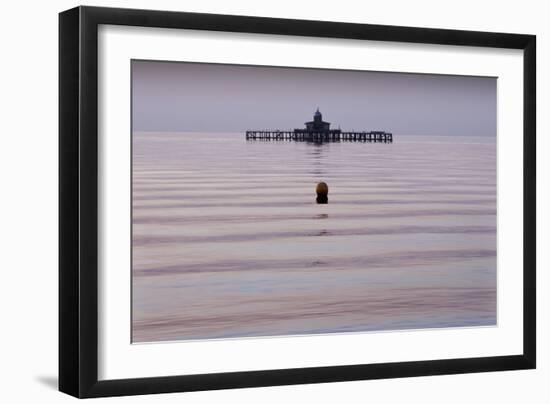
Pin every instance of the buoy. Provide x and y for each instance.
(322, 192)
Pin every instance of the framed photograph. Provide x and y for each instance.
(251, 201)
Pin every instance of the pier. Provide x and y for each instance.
(318, 131)
(320, 137)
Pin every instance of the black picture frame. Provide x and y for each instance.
(78, 201)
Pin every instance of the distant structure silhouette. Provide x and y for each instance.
(318, 131)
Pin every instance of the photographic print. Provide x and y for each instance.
(283, 201)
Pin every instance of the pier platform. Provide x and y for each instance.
(320, 137)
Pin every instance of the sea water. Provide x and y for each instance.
(228, 241)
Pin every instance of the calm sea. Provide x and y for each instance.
(228, 240)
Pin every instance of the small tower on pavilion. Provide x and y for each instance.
(317, 125)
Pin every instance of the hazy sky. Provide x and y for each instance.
(174, 96)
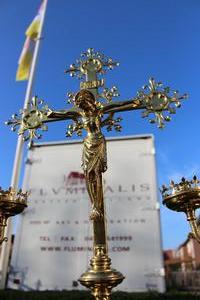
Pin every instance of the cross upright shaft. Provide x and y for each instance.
(92, 111)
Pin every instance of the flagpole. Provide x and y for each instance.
(5, 250)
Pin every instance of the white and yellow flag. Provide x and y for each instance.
(32, 33)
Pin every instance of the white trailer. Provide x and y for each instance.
(53, 243)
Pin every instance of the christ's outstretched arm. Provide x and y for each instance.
(119, 106)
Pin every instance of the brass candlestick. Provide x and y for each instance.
(12, 202)
(94, 108)
(184, 197)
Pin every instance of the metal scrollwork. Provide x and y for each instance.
(160, 101)
(31, 119)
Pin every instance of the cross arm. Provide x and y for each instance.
(35, 118)
(120, 106)
(153, 99)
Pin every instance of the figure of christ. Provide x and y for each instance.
(94, 156)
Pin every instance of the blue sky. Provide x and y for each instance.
(149, 38)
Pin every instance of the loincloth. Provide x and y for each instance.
(94, 156)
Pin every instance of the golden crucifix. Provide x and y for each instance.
(92, 110)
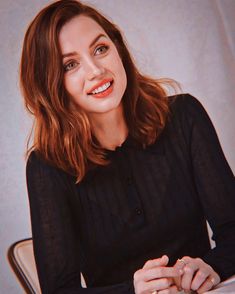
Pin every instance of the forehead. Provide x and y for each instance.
(79, 32)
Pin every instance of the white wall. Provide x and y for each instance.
(192, 41)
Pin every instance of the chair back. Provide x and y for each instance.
(21, 258)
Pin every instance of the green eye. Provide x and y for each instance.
(70, 65)
(101, 50)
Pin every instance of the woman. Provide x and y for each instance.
(121, 178)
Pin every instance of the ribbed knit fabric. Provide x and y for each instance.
(146, 203)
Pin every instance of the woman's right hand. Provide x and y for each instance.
(156, 277)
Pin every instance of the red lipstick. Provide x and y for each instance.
(103, 93)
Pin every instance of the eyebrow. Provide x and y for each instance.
(92, 43)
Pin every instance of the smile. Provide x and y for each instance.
(102, 88)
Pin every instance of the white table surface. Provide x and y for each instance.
(228, 286)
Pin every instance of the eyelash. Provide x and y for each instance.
(72, 62)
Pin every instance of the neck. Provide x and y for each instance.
(109, 128)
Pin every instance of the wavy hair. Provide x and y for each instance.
(61, 133)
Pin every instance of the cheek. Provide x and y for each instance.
(73, 84)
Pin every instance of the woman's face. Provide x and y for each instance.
(93, 71)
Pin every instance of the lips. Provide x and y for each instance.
(99, 85)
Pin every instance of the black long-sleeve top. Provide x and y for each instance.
(146, 203)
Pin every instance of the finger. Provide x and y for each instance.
(171, 290)
(156, 285)
(177, 280)
(160, 272)
(210, 283)
(156, 262)
(200, 277)
(189, 271)
(180, 263)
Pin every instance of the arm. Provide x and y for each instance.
(55, 240)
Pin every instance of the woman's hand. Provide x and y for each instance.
(198, 275)
(156, 277)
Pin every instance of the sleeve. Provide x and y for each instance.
(215, 184)
(55, 242)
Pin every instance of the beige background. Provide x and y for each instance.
(192, 41)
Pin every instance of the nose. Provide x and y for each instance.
(93, 69)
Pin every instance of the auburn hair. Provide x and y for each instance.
(61, 131)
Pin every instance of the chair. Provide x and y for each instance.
(21, 258)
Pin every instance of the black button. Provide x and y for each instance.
(138, 211)
(128, 180)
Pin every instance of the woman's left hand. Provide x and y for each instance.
(198, 275)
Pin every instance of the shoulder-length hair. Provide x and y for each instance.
(62, 131)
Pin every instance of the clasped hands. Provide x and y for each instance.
(188, 274)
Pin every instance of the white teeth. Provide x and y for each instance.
(101, 89)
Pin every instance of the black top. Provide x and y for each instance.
(146, 203)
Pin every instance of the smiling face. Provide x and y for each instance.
(93, 71)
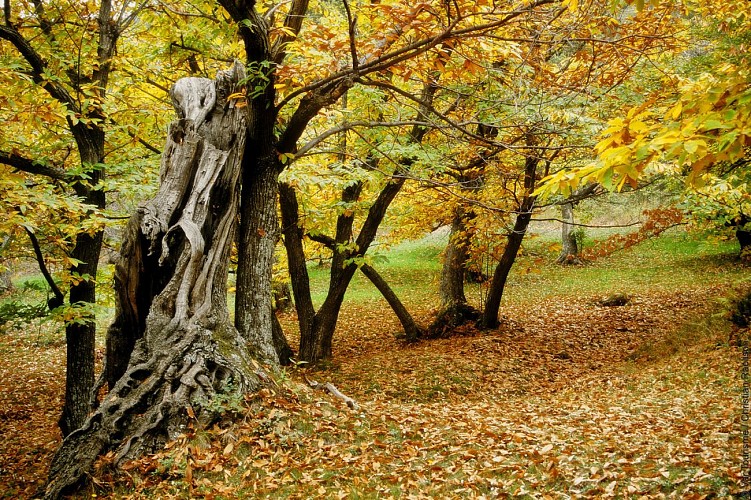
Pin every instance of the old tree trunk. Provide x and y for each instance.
(172, 323)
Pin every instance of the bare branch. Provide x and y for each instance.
(292, 27)
(352, 25)
(59, 295)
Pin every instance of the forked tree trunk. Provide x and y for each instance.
(455, 311)
(176, 251)
(569, 246)
(411, 330)
(489, 317)
(455, 262)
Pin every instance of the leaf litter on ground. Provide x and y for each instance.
(567, 399)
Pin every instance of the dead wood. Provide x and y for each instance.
(172, 325)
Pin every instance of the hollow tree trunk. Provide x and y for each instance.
(489, 317)
(569, 246)
(189, 350)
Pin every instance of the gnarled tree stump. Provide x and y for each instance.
(173, 346)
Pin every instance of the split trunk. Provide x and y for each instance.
(172, 323)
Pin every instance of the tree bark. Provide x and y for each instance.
(454, 262)
(489, 317)
(569, 246)
(412, 331)
(188, 350)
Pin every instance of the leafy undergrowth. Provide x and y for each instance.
(566, 399)
(491, 414)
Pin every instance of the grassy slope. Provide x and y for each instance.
(646, 403)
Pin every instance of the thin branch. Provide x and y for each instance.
(31, 166)
(59, 295)
(292, 27)
(554, 219)
(351, 126)
(416, 48)
(352, 25)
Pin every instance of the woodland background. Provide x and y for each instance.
(552, 197)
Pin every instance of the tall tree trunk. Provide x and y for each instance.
(80, 335)
(259, 233)
(569, 246)
(189, 350)
(454, 262)
(489, 317)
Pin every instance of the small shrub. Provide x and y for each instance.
(740, 314)
(16, 310)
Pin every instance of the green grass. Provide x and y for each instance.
(676, 259)
(411, 268)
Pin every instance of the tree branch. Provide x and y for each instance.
(292, 27)
(31, 166)
(59, 295)
(38, 67)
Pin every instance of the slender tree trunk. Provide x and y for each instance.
(411, 330)
(570, 247)
(6, 283)
(189, 350)
(80, 336)
(259, 233)
(744, 239)
(454, 262)
(489, 317)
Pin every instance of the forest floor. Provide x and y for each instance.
(566, 399)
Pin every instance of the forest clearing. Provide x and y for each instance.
(566, 399)
(375, 248)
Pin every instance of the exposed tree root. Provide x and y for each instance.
(452, 317)
(182, 348)
(331, 389)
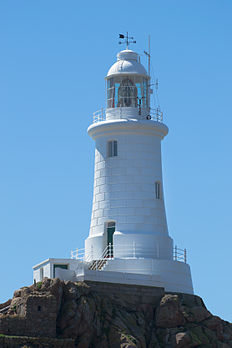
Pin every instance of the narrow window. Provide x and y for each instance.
(157, 190)
(41, 273)
(110, 229)
(112, 148)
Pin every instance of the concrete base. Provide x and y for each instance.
(173, 276)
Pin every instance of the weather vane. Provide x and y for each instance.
(126, 39)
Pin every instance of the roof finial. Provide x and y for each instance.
(126, 39)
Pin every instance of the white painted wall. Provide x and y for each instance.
(124, 188)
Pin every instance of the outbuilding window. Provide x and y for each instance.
(112, 148)
(157, 190)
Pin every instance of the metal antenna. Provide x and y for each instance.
(126, 39)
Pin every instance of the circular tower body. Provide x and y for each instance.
(128, 222)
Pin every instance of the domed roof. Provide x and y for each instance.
(127, 63)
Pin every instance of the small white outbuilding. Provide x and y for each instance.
(128, 240)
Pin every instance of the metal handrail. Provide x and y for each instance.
(110, 250)
(154, 115)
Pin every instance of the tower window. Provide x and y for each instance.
(112, 148)
(157, 190)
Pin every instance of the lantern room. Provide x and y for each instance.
(127, 88)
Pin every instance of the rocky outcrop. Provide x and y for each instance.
(100, 315)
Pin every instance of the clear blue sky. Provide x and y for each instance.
(54, 56)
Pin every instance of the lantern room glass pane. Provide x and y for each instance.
(127, 91)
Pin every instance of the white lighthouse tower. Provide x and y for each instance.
(128, 241)
(128, 224)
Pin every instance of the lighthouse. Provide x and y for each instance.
(128, 240)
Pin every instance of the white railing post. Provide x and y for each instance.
(175, 253)
(91, 252)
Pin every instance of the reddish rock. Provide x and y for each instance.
(169, 314)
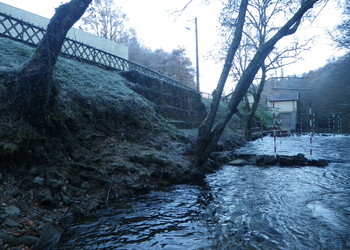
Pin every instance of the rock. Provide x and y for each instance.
(238, 162)
(221, 157)
(12, 241)
(33, 171)
(300, 160)
(15, 192)
(39, 181)
(49, 238)
(45, 197)
(318, 163)
(11, 223)
(265, 160)
(85, 185)
(210, 166)
(12, 211)
(54, 183)
(285, 161)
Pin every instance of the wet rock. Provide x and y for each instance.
(238, 162)
(210, 166)
(221, 157)
(300, 160)
(85, 185)
(39, 181)
(11, 223)
(15, 192)
(12, 241)
(45, 197)
(265, 160)
(12, 211)
(285, 161)
(33, 171)
(318, 163)
(53, 183)
(49, 238)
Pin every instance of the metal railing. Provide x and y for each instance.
(31, 34)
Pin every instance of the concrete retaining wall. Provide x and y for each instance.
(75, 34)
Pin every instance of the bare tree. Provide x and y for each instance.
(209, 133)
(342, 35)
(260, 25)
(105, 20)
(34, 88)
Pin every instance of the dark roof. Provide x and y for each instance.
(283, 96)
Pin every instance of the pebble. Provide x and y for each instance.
(39, 180)
(11, 223)
(12, 211)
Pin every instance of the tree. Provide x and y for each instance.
(105, 20)
(209, 133)
(35, 89)
(342, 35)
(260, 25)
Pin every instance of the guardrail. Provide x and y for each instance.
(31, 35)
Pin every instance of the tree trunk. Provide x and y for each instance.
(207, 124)
(255, 105)
(206, 142)
(36, 89)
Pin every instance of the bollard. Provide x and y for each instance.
(311, 119)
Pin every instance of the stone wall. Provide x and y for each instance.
(75, 34)
(181, 105)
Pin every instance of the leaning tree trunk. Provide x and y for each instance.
(255, 105)
(207, 125)
(35, 87)
(206, 142)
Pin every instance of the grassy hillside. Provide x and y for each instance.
(105, 142)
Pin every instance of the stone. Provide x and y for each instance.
(10, 240)
(238, 162)
(39, 180)
(49, 237)
(45, 197)
(300, 160)
(285, 161)
(54, 183)
(12, 211)
(265, 160)
(11, 223)
(33, 171)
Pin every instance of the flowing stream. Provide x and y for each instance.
(239, 208)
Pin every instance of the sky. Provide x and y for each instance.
(158, 26)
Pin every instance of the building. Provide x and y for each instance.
(284, 103)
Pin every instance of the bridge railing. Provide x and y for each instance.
(31, 34)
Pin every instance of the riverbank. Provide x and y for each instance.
(104, 142)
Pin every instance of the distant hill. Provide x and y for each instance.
(326, 89)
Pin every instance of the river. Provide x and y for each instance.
(239, 207)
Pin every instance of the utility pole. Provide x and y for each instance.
(197, 60)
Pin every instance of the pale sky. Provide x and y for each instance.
(157, 28)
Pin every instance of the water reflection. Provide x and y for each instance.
(240, 208)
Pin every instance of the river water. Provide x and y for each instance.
(239, 207)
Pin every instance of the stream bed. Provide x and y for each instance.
(245, 207)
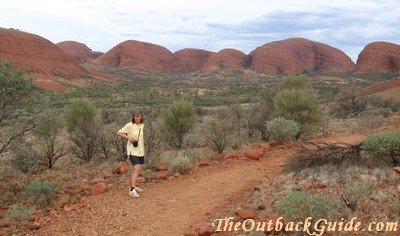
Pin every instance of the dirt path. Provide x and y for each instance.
(170, 207)
(167, 208)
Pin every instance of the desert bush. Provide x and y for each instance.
(78, 113)
(23, 160)
(16, 101)
(298, 105)
(19, 213)
(320, 153)
(178, 119)
(48, 147)
(354, 191)
(384, 103)
(85, 128)
(294, 82)
(366, 123)
(217, 133)
(300, 205)
(41, 194)
(180, 162)
(350, 103)
(281, 129)
(384, 146)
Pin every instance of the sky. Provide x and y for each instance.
(213, 25)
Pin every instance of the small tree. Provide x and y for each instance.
(351, 103)
(294, 82)
(218, 133)
(49, 148)
(179, 119)
(297, 105)
(281, 129)
(84, 127)
(16, 92)
(385, 146)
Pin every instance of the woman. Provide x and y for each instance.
(133, 132)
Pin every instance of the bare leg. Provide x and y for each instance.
(135, 173)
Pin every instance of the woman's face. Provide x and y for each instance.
(138, 118)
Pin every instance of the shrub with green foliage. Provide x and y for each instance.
(354, 191)
(41, 194)
(298, 105)
(179, 119)
(281, 129)
(294, 82)
(19, 213)
(385, 146)
(85, 128)
(16, 95)
(180, 162)
(78, 113)
(300, 205)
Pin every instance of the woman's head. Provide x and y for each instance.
(137, 117)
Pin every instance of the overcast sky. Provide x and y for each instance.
(212, 25)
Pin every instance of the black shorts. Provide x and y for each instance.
(135, 160)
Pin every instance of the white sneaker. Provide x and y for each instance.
(134, 193)
(138, 189)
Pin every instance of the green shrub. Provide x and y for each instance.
(41, 194)
(354, 191)
(78, 113)
(180, 162)
(23, 161)
(385, 146)
(298, 105)
(294, 82)
(218, 133)
(19, 213)
(178, 120)
(281, 129)
(300, 205)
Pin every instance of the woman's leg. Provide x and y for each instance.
(135, 173)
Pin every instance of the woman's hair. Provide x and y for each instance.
(137, 113)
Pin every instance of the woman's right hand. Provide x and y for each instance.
(131, 139)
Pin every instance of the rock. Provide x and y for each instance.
(79, 51)
(204, 163)
(33, 226)
(106, 174)
(136, 55)
(246, 214)
(5, 224)
(253, 154)
(161, 176)
(161, 168)
(192, 60)
(44, 58)
(204, 229)
(218, 156)
(230, 156)
(317, 185)
(227, 57)
(261, 206)
(397, 169)
(68, 208)
(121, 168)
(98, 188)
(297, 54)
(379, 57)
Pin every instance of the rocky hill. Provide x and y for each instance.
(298, 54)
(79, 51)
(379, 57)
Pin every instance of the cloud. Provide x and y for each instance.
(208, 24)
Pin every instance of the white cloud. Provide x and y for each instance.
(207, 24)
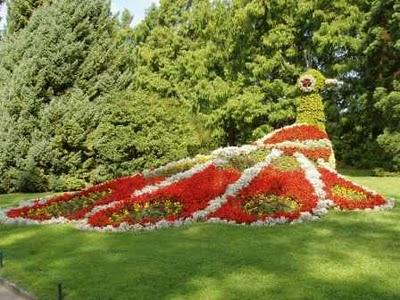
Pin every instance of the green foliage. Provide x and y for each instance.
(196, 75)
(139, 131)
(20, 11)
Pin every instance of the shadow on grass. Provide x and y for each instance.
(344, 256)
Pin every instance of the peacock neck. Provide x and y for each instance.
(311, 110)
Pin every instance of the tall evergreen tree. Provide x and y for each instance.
(20, 11)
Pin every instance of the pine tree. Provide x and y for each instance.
(20, 11)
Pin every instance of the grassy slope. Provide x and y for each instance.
(344, 256)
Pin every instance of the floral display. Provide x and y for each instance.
(286, 177)
(307, 83)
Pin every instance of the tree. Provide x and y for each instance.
(20, 11)
(57, 66)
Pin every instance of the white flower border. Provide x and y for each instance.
(217, 157)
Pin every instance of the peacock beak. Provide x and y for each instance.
(333, 82)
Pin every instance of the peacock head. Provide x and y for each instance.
(313, 81)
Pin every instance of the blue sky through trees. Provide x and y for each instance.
(137, 7)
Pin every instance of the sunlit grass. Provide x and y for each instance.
(345, 255)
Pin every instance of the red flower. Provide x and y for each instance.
(271, 181)
(300, 132)
(332, 180)
(193, 193)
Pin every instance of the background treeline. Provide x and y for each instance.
(84, 97)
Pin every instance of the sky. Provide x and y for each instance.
(137, 7)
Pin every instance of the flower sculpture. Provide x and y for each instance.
(286, 177)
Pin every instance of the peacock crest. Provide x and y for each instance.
(288, 176)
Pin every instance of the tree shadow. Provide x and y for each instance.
(344, 256)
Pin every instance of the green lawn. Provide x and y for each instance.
(346, 255)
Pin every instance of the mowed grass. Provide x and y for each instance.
(345, 255)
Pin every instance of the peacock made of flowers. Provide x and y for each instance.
(288, 176)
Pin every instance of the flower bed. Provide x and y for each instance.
(189, 195)
(273, 194)
(75, 206)
(283, 178)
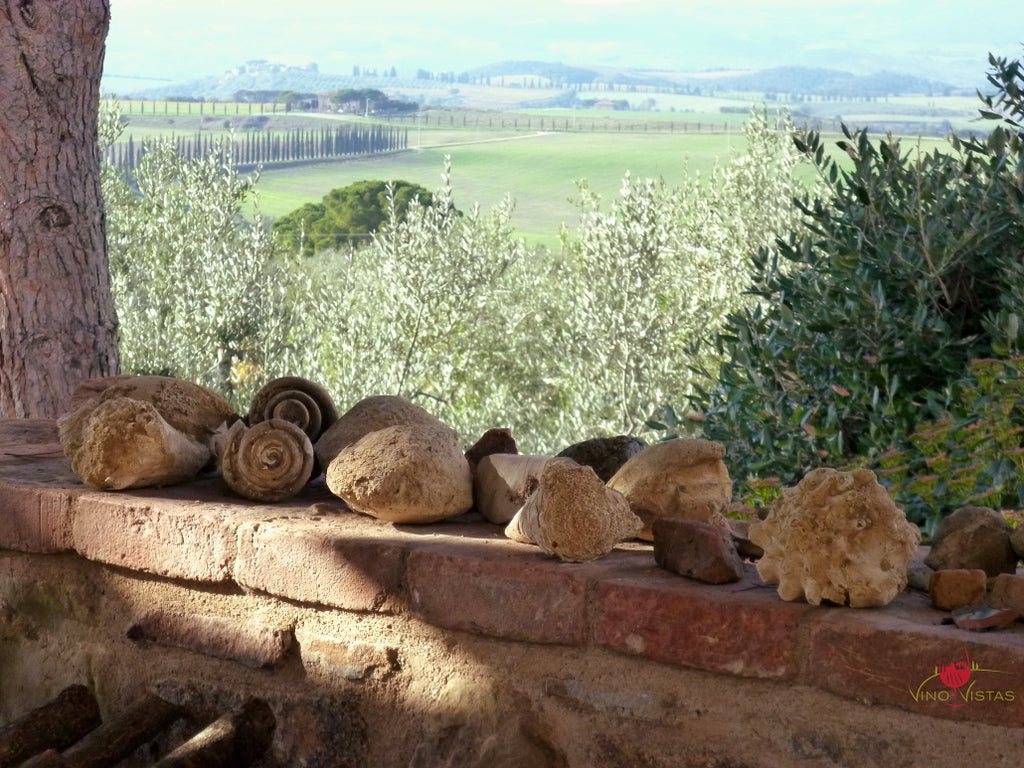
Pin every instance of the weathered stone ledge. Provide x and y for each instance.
(465, 576)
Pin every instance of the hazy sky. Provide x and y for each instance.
(182, 39)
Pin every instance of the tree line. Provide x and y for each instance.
(280, 146)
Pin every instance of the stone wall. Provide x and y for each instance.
(449, 645)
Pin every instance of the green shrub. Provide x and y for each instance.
(445, 308)
(346, 214)
(909, 267)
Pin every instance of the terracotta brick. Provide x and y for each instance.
(244, 641)
(345, 561)
(741, 629)
(169, 538)
(499, 589)
(893, 656)
(697, 550)
(35, 519)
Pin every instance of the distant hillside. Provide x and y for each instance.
(555, 72)
(821, 82)
(223, 87)
(792, 80)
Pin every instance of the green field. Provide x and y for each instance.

_ _ _ _ _

Please print the rows from the line containing "Pin every instance of the tree line." up to and including the last line of the rows, unchanged.

## Solution
Pin every instance of the tree line. Provide x and y for each instance.
(280, 146)
Pin every instance of the stone wall. Provide x and y for each instance.
(449, 645)
Pin every instance of the green shrub. Provide x and y for each instance.
(445, 308)
(346, 214)
(909, 267)
Pin every instance of the terracotta brick. Provide x and y for each instance.
(244, 641)
(345, 561)
(741, 629)
(169, 538)
(499, 589)
(893, 656)
(697, 550)
(35, 519)
Pin every instance of the distant hillside. Provide x and y for each instance.
(555, 72)
(821, 82)
(223, 87)
(792, 80)
Pin every instance of the green field. Provide x and y for each instance.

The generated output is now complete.